-- Begin Exercise data --

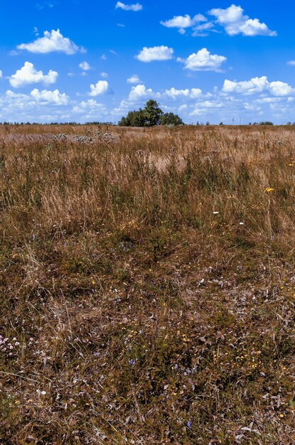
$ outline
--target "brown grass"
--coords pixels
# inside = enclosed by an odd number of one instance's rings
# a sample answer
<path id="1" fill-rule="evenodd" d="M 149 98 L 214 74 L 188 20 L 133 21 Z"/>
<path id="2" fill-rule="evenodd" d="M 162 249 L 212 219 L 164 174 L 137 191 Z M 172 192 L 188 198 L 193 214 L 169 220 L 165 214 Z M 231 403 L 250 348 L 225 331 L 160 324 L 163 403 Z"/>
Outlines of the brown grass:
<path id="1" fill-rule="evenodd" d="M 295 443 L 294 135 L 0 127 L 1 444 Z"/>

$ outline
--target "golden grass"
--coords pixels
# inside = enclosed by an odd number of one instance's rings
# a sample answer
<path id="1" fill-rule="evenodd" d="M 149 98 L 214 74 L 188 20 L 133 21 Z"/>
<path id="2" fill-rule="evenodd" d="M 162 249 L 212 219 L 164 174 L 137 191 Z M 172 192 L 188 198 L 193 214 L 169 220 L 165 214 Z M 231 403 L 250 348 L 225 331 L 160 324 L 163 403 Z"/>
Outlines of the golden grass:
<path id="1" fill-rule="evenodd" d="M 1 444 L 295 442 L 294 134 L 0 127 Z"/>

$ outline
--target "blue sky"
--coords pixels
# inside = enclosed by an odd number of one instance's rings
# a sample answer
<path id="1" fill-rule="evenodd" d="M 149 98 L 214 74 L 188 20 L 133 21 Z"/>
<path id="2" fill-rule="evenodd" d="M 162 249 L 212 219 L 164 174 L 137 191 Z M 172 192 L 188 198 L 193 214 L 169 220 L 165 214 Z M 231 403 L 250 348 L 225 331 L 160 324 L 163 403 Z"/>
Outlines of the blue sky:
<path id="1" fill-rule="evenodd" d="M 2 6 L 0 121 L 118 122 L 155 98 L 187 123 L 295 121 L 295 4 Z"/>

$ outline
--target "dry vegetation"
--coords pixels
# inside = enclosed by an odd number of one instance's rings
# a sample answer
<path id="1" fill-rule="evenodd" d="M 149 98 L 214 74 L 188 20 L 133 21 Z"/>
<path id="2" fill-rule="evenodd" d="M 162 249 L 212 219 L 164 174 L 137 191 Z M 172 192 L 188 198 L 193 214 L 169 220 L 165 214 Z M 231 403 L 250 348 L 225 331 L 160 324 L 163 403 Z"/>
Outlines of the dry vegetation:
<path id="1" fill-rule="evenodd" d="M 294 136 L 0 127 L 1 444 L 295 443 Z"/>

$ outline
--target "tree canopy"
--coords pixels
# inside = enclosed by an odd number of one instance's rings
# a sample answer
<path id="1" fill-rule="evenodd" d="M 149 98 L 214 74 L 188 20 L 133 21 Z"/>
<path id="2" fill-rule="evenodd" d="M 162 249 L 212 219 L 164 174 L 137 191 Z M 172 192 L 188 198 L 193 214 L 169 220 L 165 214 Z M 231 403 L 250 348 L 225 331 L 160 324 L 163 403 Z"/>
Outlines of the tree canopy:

-- End Exercise data --
-- Begin Exercise data --

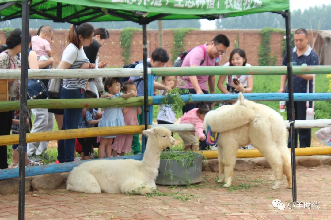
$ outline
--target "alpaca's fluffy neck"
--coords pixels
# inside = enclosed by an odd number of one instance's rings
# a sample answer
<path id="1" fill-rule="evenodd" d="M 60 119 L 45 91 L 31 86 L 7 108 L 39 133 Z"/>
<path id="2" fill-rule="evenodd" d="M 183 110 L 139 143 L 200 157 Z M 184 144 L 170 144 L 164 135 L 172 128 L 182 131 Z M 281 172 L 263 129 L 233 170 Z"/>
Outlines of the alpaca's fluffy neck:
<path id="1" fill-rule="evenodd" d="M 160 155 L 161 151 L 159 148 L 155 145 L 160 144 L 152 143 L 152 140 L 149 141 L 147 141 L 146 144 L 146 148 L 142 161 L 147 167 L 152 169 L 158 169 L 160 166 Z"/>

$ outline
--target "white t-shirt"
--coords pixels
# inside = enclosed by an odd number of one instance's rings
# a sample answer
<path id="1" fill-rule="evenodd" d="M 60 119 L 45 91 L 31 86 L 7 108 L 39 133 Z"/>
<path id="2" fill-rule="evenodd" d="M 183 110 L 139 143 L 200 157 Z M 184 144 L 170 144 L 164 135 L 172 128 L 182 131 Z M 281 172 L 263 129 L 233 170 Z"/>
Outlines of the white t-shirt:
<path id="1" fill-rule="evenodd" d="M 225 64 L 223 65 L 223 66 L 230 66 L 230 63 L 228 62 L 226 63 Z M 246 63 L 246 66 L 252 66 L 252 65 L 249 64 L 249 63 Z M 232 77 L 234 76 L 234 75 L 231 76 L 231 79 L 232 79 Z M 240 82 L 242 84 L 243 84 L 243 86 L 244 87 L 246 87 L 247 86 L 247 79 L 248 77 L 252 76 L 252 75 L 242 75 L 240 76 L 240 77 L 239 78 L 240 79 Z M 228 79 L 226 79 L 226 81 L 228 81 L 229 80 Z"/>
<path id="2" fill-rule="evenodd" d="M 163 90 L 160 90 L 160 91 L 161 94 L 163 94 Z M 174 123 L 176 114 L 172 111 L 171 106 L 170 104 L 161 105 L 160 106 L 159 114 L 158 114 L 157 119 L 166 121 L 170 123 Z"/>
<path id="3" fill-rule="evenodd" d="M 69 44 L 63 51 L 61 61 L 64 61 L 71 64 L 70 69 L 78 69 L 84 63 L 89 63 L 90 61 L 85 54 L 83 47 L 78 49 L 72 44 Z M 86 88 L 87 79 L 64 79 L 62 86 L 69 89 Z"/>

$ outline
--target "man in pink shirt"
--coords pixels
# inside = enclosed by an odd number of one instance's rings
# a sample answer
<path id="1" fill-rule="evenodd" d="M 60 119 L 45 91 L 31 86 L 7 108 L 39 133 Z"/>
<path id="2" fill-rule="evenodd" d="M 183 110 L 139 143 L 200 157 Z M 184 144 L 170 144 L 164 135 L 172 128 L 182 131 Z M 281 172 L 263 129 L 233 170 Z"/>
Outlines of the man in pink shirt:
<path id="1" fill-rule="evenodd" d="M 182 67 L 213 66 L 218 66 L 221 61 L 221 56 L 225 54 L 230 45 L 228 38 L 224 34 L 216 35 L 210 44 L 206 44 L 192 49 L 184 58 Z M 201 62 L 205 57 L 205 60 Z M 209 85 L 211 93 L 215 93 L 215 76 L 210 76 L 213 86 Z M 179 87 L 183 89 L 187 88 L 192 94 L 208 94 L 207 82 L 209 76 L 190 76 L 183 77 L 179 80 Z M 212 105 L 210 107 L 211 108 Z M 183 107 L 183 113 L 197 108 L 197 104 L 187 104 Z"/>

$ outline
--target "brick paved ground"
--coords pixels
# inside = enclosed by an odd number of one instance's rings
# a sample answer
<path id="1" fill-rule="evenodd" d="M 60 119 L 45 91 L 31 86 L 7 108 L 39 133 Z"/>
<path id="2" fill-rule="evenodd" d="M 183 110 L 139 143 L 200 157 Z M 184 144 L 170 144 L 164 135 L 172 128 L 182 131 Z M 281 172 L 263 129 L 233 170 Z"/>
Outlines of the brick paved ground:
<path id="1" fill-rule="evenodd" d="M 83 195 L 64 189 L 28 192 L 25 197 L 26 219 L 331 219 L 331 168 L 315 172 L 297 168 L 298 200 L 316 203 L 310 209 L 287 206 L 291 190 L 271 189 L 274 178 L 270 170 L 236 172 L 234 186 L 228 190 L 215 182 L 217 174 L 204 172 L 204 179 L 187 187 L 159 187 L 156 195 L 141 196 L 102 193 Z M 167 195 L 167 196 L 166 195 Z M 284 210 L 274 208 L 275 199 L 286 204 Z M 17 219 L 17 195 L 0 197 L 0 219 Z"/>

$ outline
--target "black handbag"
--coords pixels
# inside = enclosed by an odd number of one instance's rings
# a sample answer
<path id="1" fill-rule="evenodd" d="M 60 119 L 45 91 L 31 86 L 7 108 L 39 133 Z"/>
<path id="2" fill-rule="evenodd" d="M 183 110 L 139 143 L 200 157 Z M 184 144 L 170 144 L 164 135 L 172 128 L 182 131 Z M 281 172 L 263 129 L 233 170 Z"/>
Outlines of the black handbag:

-- End Exercise data --

[What is needed]: Count the lines in the records above that contain the string "golden", matching case exactly, and reply with only that number.

[Written solution]: 2